▸ Your instructions:
Copy out verbatim the lines of the records from the first line through the line holding "Outline every instance of the flowering", inclusive.

▸ Stored data:
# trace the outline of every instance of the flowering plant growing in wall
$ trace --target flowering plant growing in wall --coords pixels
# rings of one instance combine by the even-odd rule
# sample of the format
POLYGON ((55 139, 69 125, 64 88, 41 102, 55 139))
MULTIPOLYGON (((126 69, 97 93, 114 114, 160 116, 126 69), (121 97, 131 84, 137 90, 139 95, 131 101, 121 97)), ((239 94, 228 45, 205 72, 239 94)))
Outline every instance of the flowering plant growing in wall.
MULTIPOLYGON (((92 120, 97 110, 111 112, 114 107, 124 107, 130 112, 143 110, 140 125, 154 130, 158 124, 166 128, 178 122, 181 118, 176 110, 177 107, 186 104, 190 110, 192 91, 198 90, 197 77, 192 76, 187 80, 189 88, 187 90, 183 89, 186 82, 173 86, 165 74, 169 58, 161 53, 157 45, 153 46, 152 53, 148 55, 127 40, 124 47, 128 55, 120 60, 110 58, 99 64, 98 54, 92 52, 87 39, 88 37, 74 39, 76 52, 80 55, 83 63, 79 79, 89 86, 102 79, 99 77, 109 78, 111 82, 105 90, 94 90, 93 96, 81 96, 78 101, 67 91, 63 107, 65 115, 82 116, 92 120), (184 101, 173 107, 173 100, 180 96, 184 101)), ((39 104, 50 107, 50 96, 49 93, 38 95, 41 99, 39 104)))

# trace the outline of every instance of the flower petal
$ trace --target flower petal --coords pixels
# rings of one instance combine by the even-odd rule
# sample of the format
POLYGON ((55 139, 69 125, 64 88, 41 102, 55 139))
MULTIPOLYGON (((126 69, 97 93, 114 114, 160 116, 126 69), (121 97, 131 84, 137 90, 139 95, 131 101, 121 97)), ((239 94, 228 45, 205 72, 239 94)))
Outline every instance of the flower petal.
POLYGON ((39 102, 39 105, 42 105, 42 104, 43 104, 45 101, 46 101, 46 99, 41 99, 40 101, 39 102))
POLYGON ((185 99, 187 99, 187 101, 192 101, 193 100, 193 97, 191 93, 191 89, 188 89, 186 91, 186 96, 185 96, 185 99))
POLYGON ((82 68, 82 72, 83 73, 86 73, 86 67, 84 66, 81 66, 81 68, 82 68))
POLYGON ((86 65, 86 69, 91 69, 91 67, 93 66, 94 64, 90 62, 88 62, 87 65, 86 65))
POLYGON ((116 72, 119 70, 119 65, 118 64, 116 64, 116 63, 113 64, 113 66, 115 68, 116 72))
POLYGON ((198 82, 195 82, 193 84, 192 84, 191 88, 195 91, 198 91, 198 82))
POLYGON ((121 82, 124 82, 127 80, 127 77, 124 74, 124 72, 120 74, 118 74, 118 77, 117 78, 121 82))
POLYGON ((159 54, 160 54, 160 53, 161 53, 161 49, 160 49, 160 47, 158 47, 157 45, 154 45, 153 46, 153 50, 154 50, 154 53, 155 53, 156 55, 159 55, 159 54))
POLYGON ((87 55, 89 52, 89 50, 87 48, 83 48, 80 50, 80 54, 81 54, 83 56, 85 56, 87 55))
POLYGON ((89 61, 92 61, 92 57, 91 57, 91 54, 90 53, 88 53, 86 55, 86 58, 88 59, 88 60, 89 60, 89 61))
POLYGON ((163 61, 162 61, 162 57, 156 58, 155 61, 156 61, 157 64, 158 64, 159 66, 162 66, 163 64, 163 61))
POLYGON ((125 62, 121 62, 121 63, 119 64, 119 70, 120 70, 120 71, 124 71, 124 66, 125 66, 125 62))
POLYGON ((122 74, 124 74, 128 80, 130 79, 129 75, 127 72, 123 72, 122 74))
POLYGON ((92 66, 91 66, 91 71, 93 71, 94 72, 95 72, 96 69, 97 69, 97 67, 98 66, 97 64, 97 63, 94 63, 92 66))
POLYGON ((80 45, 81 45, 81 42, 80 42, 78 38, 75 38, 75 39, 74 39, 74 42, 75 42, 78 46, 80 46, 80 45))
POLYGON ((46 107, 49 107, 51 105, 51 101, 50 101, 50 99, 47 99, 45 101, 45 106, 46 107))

▸ Finished answer:
# trace the outline of every instance of the flowering plant growing in wall
$ trace --target flowering plant growing in wall --coords pixels
# rings of one instance combine by the even-odd rule
# sample of the format
POLYGON ((55 139, 69 125, 64 88, 41 102, 55 139))
MULTIPOLYGON (((126 69, 97 93, 114 114, 160 116, 126 69), (121 97, 131 84, 137 90, 139 95, 131 101, 121 97)), ((239 94, 228 45, 205 72, 239 94)))
Outline every instance of the flowering plant growing in wall.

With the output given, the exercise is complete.